### PARTS OF THE EXERCISE:
a) Using the Sharon obituary, answer each question.
(i) How long was Sharon in a coma before he died?
(ii) Of which organization was Sharon a member?
(iii) In what year was Israel created?
b) Does each statement agree with the Sharon obituary? Answer yes or no and quote the words of the text that decide it.
(i) Britain called Haganah a terrorist organization in the 1950s.
(ii) Sharon was tried for war crimes.
(iii) David Cameron said Sharon took brave and controversial decisions in pursuit of peace.
[TEXT SEGMENT start]
Sharon An obituary in blood By Ameen Izzadeen

Yet another Israeli leader dies and escapes from being tried for war crimes. Ariel Sharon could escape war crimes charges but in the world court of public opinion, he will remain a war criminal. Sharon is not alone, almost all Israeli leaders since that country’s creation in 1948 are war crimes suspects. Arab and Palestinian blood is on their hands. Yet they escape prosecution even though their war crimes are as grave as the worship of the golden calf by their ancestors in the time of Moses.



Sharon, who died last week after eight years in a coma, was a member of Haganah. Britain branded Haganah as a terrorist organisation in the 1930s and 1940s when European migrant Jews launched a violent campaign to set up a Jewish state in what was British mandate Palestine. More than half a century later, Britain’s Prime Minister, David Cameron, described this member of the terrorist organistation as “a prime minister who took brave and controversial decisions in pursuit of peace.”
[TEXT SEGMENT end]
[LISTED ENTRIES start]
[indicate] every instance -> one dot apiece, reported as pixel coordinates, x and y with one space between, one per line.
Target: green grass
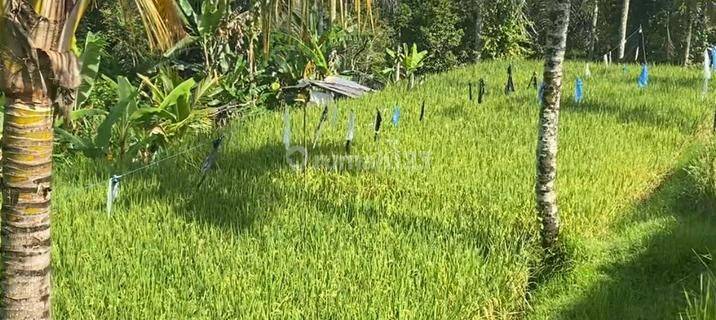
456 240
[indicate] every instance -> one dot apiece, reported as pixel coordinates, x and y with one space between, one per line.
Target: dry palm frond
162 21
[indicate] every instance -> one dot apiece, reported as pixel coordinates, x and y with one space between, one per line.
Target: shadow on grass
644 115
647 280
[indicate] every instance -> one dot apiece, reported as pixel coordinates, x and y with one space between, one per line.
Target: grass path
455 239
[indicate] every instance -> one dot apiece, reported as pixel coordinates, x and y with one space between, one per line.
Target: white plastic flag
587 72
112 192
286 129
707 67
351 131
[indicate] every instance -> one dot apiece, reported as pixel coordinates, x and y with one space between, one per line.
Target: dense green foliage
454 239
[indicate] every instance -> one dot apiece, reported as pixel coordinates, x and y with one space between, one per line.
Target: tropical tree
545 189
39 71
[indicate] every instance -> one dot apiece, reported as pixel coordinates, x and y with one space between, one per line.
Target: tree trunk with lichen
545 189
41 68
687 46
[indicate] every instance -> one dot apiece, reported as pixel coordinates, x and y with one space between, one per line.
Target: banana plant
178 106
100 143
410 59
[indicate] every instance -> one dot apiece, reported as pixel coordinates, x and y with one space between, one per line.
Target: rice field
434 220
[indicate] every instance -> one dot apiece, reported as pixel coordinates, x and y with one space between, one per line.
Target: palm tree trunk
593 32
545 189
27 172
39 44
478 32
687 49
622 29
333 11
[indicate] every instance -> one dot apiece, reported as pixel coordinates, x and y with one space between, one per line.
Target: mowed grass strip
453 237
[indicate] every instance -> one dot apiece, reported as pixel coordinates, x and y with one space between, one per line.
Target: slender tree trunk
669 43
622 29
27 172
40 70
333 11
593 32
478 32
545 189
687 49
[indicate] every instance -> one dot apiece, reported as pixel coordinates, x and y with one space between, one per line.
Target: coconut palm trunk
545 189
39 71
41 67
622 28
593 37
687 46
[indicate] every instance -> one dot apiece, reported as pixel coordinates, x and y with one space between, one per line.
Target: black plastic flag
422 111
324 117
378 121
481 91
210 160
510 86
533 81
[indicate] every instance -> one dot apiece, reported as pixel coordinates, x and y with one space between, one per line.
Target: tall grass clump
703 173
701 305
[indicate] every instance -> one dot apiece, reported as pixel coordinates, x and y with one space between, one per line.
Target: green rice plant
[LISTED ENTRIES end]
[LISTED ENTRIES start]
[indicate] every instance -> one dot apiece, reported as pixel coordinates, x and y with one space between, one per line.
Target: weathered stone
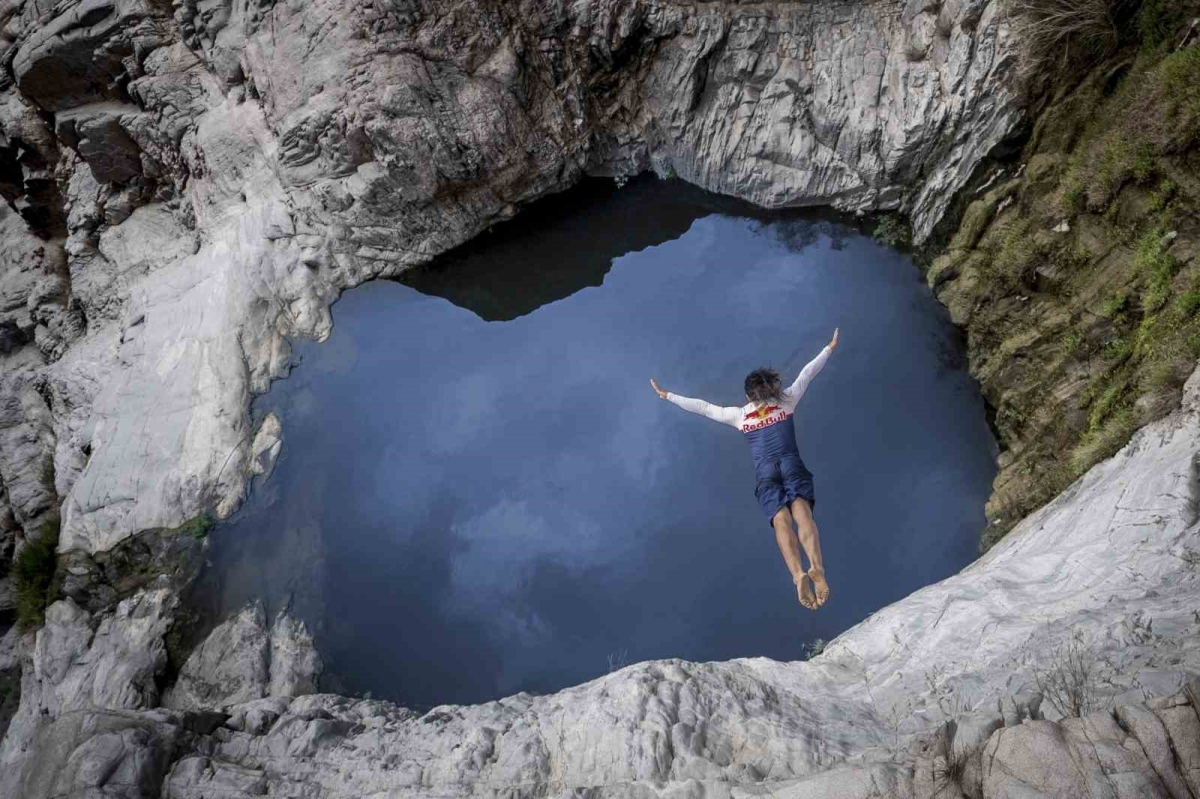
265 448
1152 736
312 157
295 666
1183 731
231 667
[LISTED ENTRIES end]
### SET OF ANSWERS:
a)
(i) Eight years.
(ii) Haganah.
(iii) 1948.

b)
(i) No: "Britain branded Haganah as a terrorist organisation in the 1930s and 1940s"
(ii) No: "Ariel Sharon could escape war crimes charges"
(iii) Yes: "a prime minister who took brave and controversial decisions in pursuit of peace"